> WRITTEN REQUEST
Please copy the lines below, from the line with "Where can the blue" up to and including the final line, and shift every coordinate in the answer points by adding 50 to it.

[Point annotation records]
▼▼▼

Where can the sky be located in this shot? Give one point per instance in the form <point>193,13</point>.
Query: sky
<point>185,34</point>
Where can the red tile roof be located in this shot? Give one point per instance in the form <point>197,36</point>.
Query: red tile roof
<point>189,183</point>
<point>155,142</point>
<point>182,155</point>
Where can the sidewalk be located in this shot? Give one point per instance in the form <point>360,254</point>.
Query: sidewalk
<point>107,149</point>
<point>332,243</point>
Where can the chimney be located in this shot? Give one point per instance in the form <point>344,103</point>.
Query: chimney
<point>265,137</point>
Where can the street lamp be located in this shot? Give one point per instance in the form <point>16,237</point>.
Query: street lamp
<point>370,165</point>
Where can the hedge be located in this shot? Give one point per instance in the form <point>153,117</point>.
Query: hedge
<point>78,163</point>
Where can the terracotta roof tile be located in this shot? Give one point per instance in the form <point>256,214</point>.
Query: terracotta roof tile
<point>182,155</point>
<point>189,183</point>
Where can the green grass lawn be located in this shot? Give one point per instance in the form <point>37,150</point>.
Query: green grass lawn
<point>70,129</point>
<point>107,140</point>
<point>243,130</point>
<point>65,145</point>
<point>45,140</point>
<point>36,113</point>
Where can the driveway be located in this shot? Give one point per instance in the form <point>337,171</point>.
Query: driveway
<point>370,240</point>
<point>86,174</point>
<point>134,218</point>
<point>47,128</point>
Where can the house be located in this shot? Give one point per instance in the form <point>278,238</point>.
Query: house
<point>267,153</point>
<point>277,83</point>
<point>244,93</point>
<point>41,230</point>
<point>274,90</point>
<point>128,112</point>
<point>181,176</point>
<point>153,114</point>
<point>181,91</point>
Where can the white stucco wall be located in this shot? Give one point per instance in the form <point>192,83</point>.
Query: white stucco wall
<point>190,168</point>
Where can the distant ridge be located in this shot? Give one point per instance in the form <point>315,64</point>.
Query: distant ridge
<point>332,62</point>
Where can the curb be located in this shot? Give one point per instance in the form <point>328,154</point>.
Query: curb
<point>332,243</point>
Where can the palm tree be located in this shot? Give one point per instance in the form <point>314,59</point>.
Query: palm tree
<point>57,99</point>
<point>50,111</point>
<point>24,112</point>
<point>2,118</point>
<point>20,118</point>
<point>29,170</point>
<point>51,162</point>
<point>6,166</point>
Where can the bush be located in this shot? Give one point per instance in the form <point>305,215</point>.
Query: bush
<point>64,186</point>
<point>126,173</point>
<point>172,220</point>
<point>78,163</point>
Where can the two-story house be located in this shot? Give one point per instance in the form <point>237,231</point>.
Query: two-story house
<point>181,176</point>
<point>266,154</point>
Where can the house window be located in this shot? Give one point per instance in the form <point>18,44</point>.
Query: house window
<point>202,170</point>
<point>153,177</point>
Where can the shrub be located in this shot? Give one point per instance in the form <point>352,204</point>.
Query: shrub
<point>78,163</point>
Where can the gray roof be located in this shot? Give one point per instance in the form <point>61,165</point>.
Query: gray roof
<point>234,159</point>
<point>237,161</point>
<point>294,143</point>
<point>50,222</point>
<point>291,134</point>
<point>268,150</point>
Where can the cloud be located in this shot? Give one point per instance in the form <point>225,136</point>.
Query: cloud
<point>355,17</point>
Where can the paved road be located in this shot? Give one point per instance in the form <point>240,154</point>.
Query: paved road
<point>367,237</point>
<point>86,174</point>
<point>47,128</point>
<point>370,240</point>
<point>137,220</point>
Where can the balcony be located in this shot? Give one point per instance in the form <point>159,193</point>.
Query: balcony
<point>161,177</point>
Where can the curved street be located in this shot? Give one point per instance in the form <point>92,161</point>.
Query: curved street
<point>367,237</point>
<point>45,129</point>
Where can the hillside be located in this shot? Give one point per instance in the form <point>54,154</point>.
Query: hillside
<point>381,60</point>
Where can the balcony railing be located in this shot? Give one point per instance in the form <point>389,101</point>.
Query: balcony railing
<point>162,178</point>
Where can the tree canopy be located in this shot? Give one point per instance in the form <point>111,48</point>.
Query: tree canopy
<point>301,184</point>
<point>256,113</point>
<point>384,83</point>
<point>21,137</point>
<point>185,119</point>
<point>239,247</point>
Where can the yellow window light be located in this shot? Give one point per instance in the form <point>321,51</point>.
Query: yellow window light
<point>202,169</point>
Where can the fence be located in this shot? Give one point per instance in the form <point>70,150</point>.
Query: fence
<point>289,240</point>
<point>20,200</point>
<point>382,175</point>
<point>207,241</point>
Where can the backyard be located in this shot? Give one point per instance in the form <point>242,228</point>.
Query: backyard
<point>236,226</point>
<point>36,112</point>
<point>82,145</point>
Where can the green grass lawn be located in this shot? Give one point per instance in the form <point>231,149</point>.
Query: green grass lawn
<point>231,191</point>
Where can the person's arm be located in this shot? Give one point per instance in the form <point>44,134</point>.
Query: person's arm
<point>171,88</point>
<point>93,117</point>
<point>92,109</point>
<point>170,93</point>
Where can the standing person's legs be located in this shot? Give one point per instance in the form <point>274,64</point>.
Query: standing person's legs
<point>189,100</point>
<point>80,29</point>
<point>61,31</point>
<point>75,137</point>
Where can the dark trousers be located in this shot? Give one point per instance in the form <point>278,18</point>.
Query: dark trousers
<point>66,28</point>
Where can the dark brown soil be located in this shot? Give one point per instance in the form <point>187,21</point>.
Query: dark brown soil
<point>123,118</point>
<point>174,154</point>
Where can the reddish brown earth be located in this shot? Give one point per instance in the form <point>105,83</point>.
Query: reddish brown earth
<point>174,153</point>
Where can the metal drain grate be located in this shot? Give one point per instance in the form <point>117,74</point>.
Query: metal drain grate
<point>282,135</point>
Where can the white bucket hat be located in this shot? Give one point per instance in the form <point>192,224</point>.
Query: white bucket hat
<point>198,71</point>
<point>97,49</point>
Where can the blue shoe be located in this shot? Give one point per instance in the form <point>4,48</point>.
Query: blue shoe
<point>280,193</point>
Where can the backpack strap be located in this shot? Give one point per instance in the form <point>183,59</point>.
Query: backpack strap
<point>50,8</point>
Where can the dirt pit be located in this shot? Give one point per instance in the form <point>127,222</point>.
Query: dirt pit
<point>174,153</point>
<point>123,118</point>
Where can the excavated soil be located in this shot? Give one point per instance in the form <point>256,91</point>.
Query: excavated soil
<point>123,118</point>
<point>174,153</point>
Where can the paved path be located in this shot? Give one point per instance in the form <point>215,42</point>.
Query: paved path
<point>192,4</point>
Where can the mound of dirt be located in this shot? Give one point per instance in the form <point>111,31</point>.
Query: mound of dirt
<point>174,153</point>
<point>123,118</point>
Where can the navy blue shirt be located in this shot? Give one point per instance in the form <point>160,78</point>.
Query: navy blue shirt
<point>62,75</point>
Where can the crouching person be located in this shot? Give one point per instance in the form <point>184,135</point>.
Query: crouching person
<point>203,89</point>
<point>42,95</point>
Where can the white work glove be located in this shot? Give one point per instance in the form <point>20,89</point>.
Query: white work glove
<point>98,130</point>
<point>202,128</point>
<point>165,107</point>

▲▲▲

> TASK OUTPUT
Where can the blue shoe be located in this shot? Give one point per instance in the form <point>4,48</point>.
Query: blue shoe
<point>330,243</point>
Where can the backpack strap be located in this shot? Give one point per instance in the form <point>183,59</point>.
Query: backpack strap
<point>100,58</point>
Where can the dirt pit be located in this shot? Give one point per instance in the form <point>127,222</point>.
Query: dirt pit
<point>224,203</point>
<point>173,168</point>
Where can the excavated soil be located in this shot? Give one point per instance in the form <point>256,91</point>.
Query: excavated soil
<point>173,168</point>
<point>224,203</point>
Where can the paved path be located in this shot? Give one point per instance in the form <point>215,42</point>.
Query: paved path
<point>242,54</point>
Where can the mound of dirt be located in this shot? Give one point per instance in the form <point>111,31</point>.
Query: mound of dirt
<point>224,203</point>
<point>173,168</point>
Where can the navy blue shirt be located in this shot? Give one point per instance in the form <point>160,78</point>.
Query: navy blue shirt
<point>112,125</point>
Where can the crouching person be located in this shot? Give one point per instance in the form <point>184,135</point>.
Query: crouching person
<point>253,139</point>
<point>92,145</point>
Where can the white work glove be located in this shot? Give one point per instance in the form <point>20,89</point>.
Query: white work glove
<point>148,180</point>
<point>252,178</point>
<point>215,157</point>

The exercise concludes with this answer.